To do ▸ Return the records below exactly; pictures stay out.

Image-grounded pointing data:
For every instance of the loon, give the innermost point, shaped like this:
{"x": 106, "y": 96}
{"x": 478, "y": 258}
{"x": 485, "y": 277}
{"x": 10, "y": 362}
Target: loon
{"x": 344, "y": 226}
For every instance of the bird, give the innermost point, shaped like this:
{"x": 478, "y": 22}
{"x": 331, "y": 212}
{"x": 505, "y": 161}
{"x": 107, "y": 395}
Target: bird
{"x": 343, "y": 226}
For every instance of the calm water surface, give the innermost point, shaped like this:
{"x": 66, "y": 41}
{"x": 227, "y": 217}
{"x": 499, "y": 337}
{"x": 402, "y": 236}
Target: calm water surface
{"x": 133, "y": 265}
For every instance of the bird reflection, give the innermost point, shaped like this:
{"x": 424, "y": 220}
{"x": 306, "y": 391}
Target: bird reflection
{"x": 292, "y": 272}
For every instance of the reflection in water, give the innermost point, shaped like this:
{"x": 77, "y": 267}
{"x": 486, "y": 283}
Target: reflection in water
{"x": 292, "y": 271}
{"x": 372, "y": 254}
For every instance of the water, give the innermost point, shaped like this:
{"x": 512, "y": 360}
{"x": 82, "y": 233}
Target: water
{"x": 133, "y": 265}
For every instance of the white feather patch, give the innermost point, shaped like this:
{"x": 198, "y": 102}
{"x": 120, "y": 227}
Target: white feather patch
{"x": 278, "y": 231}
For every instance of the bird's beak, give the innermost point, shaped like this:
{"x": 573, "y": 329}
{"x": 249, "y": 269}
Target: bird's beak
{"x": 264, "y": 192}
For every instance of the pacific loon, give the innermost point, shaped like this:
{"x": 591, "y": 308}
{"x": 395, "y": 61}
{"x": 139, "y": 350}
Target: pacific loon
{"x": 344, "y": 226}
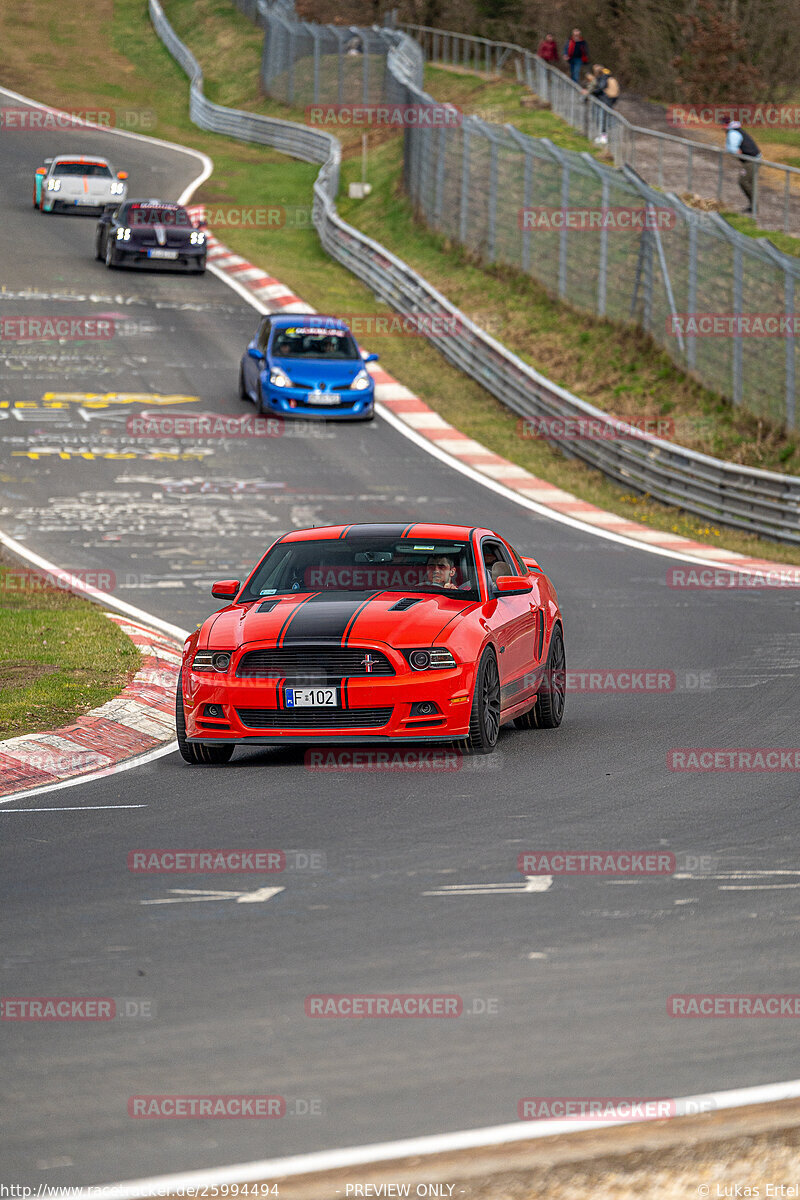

Reply ▸
For every instance of the loon, give the innermost point, shaped like this:
{"x": 106, "y": 96}
{"x": 478, "y": 258}
{"x": 485, "y": 277}
{"x": 10, "y": 362}
Target: loon
{"x": 344, "y": 226}
For every instance of the bird, give the innermost point, shaped like this:
{"x": 478, "y": 22}
{"x": 331, "y": 212}
{"x": 505, "y": 161}
{"x": 107, "y": 395}
Target: bird
{"x": 343, "y": 226}
For every instance of the calm water surface, give the innermost point, shaped like this:
{"x": 66, "y": 41}
{"x": 227, "y": 217}
{"x": 499, "y": 337}
{"x": 402, "y": 236}
Target: calm water surface
{"x": 133, "y": 265}
For every instance of the bird reflection, give the innermost point, shaped like this:
{"x": 424, "y": 220}
{"x": 306, "y": 391}
Target: bird reflection
{"x": 292, "y": 272}
For every instance of the reflection in water, give the innermost point, shaped like this:
{"x": 77, "y": 267}
{"x": 486, "y": 283}
Target: reflection in water
{"x": 292, "y": 271}
{"x": 372, "y": 254}
For every instance of the water, give the innermost point, shaped like this:
{"x": 512, "y": 360}
{"x": 82, "y": 233}
Target: water
{"x": 133, "y": 265}
For every instance of the white feather patch, give the innermost point, shaped like this:
{"x": 198, "y": 102}
{"x": 120, "y": 227}
Target: white feather patch
{"x": 278, "y": 231}
For every instance of the bird's beak, give the innermost point, shaped like this:
{"x": 573, "y": 329}
{"x": 249, "y": 269}
Target: bird's beak
{"x": 264, "y": 192}
For every instance of the pacific loon, give the innermost point, shaped like this:
{"x": 591, "y": 308}
{"x": 395, "y": 61}
{"x": 139, "y": 350}
Target: pacific loon
{"x": 344, "y": 226}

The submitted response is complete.